Segment Start: Working data

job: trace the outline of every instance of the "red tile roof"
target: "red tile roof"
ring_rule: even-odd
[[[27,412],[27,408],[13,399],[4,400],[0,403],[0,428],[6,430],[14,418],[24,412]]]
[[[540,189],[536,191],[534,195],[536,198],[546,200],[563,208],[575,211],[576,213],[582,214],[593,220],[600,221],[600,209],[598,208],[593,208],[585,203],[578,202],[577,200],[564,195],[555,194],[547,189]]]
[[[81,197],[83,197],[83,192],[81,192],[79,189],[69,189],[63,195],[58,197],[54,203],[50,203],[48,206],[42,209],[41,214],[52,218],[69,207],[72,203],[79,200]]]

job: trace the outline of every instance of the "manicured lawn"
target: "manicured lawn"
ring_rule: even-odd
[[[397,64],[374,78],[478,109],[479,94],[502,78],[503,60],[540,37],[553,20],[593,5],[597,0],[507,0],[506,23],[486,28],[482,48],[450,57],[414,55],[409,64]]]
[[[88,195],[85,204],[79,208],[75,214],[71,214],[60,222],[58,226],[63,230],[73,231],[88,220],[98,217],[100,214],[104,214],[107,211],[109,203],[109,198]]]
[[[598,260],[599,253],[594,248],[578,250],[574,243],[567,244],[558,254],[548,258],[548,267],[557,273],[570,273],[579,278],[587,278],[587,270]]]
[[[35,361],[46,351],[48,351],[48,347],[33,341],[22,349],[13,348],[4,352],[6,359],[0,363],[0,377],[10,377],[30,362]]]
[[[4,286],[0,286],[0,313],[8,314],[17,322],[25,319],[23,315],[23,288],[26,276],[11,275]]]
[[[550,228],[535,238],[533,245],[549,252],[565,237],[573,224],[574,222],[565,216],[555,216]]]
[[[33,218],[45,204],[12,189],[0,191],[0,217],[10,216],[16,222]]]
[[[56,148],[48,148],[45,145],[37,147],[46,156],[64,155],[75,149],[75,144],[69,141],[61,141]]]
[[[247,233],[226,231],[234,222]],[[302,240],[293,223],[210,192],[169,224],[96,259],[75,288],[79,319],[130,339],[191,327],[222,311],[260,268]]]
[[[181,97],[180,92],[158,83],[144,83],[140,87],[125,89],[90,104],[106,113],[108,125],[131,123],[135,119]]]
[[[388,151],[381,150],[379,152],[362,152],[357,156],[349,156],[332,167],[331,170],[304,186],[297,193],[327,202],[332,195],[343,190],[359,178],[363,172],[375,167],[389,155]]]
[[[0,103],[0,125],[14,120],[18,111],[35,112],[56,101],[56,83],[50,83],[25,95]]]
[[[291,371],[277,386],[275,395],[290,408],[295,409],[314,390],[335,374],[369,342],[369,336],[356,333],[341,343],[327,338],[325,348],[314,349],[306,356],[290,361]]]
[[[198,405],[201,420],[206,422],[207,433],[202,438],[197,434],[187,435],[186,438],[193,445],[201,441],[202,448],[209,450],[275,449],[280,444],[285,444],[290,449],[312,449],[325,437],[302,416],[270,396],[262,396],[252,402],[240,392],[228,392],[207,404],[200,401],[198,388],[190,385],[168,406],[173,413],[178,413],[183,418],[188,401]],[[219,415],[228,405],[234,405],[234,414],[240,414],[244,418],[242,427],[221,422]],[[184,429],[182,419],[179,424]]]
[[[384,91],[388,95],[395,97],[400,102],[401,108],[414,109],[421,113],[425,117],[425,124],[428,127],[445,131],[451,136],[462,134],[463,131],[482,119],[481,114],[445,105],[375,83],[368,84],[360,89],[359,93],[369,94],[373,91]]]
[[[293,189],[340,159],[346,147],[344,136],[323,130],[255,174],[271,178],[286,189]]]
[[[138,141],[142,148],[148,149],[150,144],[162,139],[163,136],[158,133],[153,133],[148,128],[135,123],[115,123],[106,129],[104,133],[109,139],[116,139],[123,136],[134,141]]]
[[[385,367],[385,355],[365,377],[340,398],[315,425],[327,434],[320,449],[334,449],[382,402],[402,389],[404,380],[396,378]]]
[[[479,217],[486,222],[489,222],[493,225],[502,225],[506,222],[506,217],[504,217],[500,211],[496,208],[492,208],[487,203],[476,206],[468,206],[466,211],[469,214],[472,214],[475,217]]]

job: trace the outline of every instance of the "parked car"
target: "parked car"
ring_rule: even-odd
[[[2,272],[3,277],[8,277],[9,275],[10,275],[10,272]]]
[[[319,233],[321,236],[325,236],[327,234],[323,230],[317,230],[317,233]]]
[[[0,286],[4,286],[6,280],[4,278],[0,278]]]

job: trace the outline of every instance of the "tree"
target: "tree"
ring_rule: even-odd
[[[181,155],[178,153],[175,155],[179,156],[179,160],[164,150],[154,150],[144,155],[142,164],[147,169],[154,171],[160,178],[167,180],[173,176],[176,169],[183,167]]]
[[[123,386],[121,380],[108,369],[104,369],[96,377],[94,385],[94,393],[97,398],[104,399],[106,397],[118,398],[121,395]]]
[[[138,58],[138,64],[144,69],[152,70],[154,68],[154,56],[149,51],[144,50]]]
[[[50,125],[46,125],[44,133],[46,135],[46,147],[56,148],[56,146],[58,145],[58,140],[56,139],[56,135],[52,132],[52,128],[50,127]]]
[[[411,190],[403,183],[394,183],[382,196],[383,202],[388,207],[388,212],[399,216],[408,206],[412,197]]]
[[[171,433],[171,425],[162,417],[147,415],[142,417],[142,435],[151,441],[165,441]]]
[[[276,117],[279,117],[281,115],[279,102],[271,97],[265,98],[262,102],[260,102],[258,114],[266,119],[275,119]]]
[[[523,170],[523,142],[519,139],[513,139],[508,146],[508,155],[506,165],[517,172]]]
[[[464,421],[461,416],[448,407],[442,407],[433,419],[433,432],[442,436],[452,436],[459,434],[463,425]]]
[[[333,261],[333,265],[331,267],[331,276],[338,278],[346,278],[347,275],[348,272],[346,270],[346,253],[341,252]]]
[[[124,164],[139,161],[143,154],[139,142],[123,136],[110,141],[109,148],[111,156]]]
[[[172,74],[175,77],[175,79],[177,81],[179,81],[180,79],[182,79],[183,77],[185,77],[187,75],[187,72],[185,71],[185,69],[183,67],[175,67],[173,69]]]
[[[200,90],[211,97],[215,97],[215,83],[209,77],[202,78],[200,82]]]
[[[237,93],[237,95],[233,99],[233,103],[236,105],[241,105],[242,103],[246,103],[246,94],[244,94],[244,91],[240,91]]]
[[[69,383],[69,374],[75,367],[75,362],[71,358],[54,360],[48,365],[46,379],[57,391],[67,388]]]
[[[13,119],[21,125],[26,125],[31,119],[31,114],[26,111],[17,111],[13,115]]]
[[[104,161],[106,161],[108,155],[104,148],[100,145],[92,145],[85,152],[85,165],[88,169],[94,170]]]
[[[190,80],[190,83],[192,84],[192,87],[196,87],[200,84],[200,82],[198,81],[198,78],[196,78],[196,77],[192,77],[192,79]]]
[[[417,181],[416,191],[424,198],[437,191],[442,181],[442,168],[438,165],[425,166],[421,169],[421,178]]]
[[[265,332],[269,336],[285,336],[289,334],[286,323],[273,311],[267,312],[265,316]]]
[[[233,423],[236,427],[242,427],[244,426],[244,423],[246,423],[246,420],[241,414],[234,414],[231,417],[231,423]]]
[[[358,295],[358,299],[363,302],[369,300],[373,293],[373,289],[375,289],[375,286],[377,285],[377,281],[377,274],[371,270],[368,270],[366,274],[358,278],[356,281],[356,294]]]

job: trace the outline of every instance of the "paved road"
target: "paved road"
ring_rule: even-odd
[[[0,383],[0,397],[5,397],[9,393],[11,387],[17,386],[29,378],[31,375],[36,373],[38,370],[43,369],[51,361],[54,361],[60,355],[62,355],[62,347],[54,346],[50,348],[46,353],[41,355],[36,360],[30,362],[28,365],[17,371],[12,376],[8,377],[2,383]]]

Segment End: Working data

What this task involves:
Looking at the material above, state the number of lines that contain the word "tree". Give nothing but that number.

Solution to this exercise:
2